Data entries:
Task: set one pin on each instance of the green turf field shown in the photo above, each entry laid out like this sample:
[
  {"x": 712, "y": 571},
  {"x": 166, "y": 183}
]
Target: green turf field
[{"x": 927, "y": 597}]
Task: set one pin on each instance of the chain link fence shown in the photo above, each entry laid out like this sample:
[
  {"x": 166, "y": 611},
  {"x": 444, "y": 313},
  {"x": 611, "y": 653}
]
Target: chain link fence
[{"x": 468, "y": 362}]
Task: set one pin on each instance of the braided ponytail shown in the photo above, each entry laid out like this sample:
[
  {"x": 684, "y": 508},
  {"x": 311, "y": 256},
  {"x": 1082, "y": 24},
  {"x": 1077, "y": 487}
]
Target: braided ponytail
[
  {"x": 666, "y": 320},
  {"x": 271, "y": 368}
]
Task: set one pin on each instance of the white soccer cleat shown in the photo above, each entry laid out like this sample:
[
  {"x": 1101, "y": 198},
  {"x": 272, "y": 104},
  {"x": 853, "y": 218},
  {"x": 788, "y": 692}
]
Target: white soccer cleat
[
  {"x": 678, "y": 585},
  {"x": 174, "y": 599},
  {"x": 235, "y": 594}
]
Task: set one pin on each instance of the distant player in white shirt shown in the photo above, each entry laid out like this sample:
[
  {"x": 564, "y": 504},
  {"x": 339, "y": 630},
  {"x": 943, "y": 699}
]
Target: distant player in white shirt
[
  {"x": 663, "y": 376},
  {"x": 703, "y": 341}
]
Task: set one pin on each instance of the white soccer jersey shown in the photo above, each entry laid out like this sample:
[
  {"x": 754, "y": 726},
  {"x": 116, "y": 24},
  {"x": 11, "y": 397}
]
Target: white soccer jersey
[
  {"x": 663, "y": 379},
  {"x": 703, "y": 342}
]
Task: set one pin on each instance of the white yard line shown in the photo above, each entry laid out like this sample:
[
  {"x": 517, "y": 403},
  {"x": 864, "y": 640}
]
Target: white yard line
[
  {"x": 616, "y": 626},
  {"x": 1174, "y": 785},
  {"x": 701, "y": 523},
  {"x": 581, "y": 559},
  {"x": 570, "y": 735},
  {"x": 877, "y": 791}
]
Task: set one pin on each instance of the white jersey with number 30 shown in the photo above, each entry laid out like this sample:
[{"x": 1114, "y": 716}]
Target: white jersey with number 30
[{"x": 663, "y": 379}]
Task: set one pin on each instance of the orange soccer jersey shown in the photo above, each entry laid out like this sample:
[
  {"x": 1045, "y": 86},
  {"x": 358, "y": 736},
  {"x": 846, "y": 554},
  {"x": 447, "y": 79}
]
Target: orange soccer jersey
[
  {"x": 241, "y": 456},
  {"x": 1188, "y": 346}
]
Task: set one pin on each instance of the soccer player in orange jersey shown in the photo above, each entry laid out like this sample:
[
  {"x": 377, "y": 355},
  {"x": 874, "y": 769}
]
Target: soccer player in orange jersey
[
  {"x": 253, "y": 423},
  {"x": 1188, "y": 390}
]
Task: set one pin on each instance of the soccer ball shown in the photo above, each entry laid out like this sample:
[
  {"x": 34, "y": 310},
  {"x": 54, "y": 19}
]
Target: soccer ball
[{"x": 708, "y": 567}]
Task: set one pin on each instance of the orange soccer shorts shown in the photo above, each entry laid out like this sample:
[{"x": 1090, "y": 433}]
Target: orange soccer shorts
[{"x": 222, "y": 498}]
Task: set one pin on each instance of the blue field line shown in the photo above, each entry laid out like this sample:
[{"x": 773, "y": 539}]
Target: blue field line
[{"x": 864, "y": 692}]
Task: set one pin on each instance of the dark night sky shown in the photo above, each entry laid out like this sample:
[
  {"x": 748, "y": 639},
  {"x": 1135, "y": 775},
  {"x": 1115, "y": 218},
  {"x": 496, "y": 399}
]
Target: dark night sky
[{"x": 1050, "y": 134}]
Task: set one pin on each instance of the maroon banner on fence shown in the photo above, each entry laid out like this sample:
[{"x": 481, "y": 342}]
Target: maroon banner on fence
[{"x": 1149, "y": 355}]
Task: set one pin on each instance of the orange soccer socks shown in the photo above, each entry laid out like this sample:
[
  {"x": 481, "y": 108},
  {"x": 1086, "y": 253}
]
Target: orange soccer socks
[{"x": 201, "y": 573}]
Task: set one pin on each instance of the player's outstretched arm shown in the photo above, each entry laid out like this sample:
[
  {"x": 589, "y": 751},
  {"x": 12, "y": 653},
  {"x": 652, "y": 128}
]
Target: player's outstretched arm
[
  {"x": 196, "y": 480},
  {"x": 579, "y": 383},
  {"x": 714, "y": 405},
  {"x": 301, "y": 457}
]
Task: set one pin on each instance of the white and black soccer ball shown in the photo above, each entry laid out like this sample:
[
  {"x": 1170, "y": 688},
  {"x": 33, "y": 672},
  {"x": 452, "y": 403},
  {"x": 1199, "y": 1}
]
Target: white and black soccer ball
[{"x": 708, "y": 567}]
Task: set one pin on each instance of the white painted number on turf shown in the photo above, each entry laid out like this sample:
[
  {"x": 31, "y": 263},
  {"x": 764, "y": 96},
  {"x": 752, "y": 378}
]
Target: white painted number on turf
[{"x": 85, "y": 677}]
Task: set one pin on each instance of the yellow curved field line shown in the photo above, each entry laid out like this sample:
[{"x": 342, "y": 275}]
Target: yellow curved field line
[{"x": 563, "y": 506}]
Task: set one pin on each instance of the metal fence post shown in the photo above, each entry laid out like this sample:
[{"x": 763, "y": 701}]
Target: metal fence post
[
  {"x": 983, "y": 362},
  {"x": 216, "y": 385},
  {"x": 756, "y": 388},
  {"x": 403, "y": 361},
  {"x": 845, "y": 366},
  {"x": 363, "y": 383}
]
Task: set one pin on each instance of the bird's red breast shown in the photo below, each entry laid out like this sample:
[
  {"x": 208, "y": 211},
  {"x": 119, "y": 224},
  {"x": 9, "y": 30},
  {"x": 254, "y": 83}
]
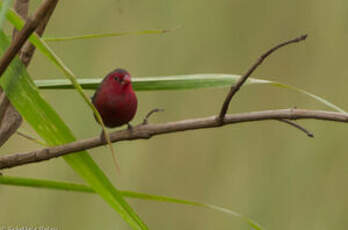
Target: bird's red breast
[{"x": 115, "y": 99}]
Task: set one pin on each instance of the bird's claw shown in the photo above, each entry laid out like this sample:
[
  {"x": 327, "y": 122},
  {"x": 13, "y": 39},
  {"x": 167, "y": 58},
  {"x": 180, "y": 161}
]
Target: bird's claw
[{"x": 146, "y": 119}]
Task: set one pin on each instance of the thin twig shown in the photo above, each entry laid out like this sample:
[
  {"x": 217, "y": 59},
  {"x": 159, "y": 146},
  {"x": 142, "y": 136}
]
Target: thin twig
[
  {"x": 148, "y": 115},
  {"x": 294, "y": 124},
  {"x": 241, "y": 80},
  {"x": 28, "y": 49},
  {"x": 29, "y": 27},
  {"x": 22, "y": 8},
  {"x": 147, "y": 131}
]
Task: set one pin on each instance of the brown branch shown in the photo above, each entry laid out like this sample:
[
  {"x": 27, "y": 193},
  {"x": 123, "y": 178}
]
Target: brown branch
[
  {"x": 149, "y": 130},
  {"x": 29, "y": 27},
  {"x": 294, "y": 124},
  {"x": 28, "y": 49},
  {"x": 21, "y": 7},
  {"x": 241, "y": 80},
  {"x": 10, "y": 119}
]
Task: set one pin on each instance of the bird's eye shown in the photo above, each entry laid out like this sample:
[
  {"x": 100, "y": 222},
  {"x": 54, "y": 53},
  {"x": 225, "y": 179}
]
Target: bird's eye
[{"x": 118, "y": 79}]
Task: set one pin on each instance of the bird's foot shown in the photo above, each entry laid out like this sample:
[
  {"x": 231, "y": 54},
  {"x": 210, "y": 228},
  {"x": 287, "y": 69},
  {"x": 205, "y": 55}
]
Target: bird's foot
[
  {"x": 146, "y": 119},
  {"x": 129, "y": 126}
]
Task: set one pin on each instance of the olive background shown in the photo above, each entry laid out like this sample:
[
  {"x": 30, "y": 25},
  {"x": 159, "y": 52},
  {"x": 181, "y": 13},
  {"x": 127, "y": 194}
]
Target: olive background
[{"x": 267, "y": 170}]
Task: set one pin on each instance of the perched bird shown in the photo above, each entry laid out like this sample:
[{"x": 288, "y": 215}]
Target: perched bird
[{"x": 115, "y": 99}]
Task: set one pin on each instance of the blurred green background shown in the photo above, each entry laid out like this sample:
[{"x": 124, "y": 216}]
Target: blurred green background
[{"x": 266, "y": 170}]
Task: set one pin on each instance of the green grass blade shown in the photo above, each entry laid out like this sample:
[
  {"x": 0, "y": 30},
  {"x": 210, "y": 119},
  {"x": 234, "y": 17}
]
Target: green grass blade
[
  {"x": 6, "y": 5},
  {"x": 181, "y": 82},
  {"x": 103, "y": 35},
  {"x": 57, "y": 185},
  {"x": 24, "y": 95}
]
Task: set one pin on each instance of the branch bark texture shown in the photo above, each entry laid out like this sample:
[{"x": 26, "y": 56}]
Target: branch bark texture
[{"x": 149, "y": 130}]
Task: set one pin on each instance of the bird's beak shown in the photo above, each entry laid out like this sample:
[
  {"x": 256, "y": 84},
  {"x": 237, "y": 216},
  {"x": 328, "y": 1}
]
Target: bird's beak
[{"x": 127, "y": 79}]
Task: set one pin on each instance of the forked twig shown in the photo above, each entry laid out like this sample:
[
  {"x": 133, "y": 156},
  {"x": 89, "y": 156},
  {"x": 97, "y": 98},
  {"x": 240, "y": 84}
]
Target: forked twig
[{"x": 234, "y": 88}]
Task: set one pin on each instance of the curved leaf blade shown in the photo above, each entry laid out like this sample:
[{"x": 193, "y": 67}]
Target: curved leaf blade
[
  {"x": 66, "y": 186},
  {"x": 24, "y": 95},
  {"x": 182, "y": 82}
]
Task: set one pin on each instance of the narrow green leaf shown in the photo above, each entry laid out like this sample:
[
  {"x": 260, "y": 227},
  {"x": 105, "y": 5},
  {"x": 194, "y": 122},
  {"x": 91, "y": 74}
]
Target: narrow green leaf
[
  {"x": 57, "y": 185},
  {"x": 3, "y": 11},
  {"x": 24, "y": 95},
  {"x": 181, "y": 82},
  {"x": 103, "y": 35}
]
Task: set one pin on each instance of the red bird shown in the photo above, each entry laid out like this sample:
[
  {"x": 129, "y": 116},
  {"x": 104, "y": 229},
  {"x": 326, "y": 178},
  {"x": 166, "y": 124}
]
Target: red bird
[{"x": 115, "y": 99}]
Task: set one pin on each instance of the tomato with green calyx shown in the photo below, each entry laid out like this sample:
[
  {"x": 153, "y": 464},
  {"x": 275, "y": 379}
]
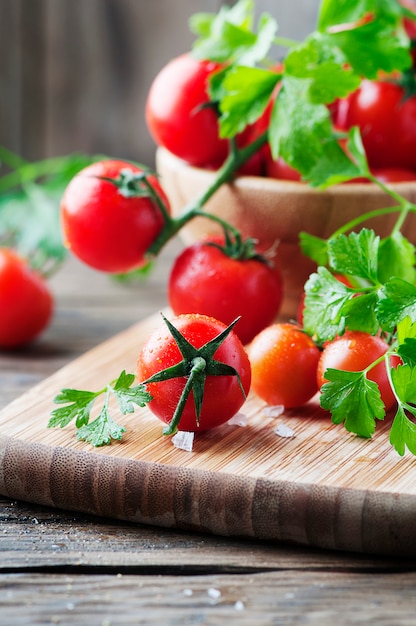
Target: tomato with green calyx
[
  {"x": 26, "y": 303},
  {"x": 197, "y": 372},
  {"x": 284, "y": 362},
  {"x": 111, "y": 213},
  {"x": 179, "y": 114},
  {"x": 225, "y": 280},
  {"x": 387, "y": 122},
  {"x": 354, "y": 351}
]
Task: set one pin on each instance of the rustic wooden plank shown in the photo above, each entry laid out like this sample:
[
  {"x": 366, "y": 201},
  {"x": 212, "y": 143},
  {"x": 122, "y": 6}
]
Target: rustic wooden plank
[
  {"x": 264, "y": 599},
  {"x": 321, "y": 488},
  {"x": 33, "y": 537},
  {"x": 75, "y": 74}
]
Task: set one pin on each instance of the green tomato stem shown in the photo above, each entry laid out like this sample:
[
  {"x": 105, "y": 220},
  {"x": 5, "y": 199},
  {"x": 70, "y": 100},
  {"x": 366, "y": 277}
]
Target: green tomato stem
[
  {"x": 236, "y": 158},
  {"x": 198, "y": 368}
]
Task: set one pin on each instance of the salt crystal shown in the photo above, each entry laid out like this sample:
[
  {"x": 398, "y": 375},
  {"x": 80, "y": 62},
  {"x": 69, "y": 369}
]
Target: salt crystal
[
  {"x": 188, "y": 592},
  {"x": 273, "y": 410},
  {"x": 284, "y": 431},
  {"x": 239, "y": 419},
  {"x": 183, "y": 440}
]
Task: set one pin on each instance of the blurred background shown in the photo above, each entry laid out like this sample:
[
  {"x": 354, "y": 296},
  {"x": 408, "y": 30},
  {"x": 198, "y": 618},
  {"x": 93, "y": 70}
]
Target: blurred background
[{"x": 75, "y": 73}]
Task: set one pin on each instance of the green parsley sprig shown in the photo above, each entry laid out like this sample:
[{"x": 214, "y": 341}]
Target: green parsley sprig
[
  {"x": 103, "y": 429},
  {"x": 352, "y": 41}
]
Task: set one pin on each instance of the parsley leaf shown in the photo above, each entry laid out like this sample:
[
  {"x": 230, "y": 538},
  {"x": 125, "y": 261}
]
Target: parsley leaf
[
  {"x": 324, "y": 301},
  {"x": 228, "y": 36},
  {"x": 245, "y": 95},
  {"x": 369, "y": 33},
  {"x": 355, "y": 254},
  {"x": 397, "y": 302},
  {"x": 352, "y": 399},
  {"x": 403, "y": 433},
  {"x": 104, "y": 428},
  {"x": 396, "y": 258}
]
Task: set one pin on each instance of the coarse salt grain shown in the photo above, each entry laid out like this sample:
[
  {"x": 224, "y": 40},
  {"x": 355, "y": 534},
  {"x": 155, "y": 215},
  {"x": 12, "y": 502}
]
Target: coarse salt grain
[
  {"x": 273, "y": 410},
  {"x": 183, "y": 440},
  {"x": 284, "y": 431}
]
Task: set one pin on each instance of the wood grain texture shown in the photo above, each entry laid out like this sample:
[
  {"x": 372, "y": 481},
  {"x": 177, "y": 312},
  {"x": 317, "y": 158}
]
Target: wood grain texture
[
  {"x": 321, "y": 488},
  {"x": 264, "y": 599}
]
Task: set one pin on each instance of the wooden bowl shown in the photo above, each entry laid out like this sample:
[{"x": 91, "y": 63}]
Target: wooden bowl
[{"x": 276, "y": 211}]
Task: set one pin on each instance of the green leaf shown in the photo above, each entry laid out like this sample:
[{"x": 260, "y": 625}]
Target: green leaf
[
  {"x": 301, "y": 133},
  {"x": 406, "y": 329},
  {"x": 353, "y": 399},
  {"x": 403, "y": 433},
  {"x": 79, "y": 405},
  {"x": 360, "y": 313},
  {"x": 324, "y": 301},
  {"x": 398, "y": 300},
  {"x": 355, "y": 148},
  {"x": 127, "y": 396},
  {"x": 404, "y": 379},
  {"x": 324, "y": 68},
  {"x": 368, "y": 32},
  {"x": 228, "y": 36},
  {"x": 102, "y": 430},
  {"x": 245, "y": 93},
  {"x": 355, "y": 254},
  {"x": 397, "y": 258}
]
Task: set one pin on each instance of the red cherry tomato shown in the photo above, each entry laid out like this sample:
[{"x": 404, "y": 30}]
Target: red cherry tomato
[
  {"x": 353, "y": 352},
  {"x": 205, "y": 280},
  {"x": 177, "y": 114},
  {"x": 284, "y": 363},
  {"x": 26, "y": 304},
  {"x": 394, "y": 175},
  {"x": 223, "y": 396},
  {"x": 107, "y": 229},
  {"x": 387, "y": 121}
]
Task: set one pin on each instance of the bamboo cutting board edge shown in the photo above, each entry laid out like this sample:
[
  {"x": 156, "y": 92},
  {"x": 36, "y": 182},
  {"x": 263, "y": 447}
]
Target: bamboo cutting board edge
[{"x": 215, "y": 488}]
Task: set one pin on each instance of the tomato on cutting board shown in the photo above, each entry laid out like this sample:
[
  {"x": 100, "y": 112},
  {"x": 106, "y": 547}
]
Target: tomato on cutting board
[{"x": 223, "y": 393}]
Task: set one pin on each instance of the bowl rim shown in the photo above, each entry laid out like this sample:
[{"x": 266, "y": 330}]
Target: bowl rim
[{"x": 264, "y": 183}]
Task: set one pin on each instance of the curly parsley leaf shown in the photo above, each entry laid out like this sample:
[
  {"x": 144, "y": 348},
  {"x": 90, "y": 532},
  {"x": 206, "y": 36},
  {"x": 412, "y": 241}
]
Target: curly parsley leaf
[
  {"x": 355, "y": 254},
  {"x": 403, "y": 430},
  {"x": 244, "y": 93},
  {"x": 228, "y": 36},
  {"x": 353, "y": 399},
  {"x": 360, "y": 313},
  {"x": 398, "y": 300},
  {"x": 104, "y": 428},
  {"x": 324, "y": 302},
  {"x": 78, "y": 405},
  {"x": 368, "y": 32},
  {"x": 397, "y": 258}
]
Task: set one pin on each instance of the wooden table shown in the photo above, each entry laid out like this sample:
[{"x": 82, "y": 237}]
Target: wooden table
[{"x": 58, "y": 567}]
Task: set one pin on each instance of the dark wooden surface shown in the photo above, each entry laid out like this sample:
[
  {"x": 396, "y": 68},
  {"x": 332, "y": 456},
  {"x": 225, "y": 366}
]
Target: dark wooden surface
[
  {"x": 74, "y": 74},
  {"x": 58, "y": 567}
]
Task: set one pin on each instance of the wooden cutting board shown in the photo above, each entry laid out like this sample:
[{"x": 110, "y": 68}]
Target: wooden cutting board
[{"x": 321, "y": 487}]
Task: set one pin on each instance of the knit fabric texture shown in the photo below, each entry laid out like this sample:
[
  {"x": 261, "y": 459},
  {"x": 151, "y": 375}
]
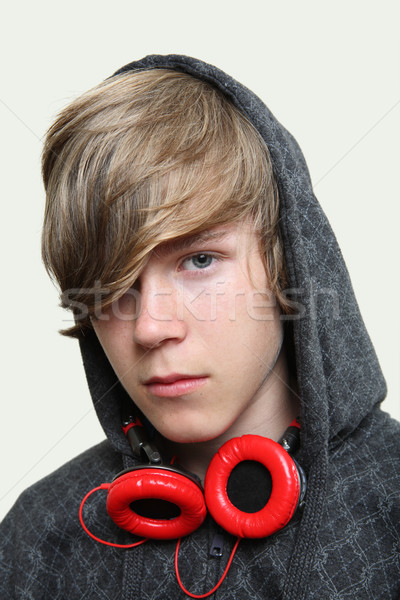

(WORK REQUIRED):
Return word for word everything from the line containing "Task: set one pin on each instance of the dark wooden" down to the end of the entries, with both ends included. Leave the pictures out.

(EXERCISE OUTPUT):
Task: set one pin on each instance of the dark wooden surface shown in the photo above, each entry laid out like this sample:
[
  {"x": 396, "y": 68},
  {"x": 332, "y": 456},
  {"x": 225, "y": 366}
]
Target: dark wooden surface
[
  {"x": 74, "y": 74},
  {"x": 58, "y": 567}
]
Task: set one pin on each instance of the wooden cutting board shown in the photo above, each entry laid out like this sample:
[{"x": 110, "y": 68}]
Target: wooden cutting board
[{"x": 321, "y": 487}]
Task: set one pin on each instance of the knit fabric texture shown in the photo below, each entry laid out like this sample:
[
  {"x": 261, "y": 459},
  {"x": 151, "y": 375}
]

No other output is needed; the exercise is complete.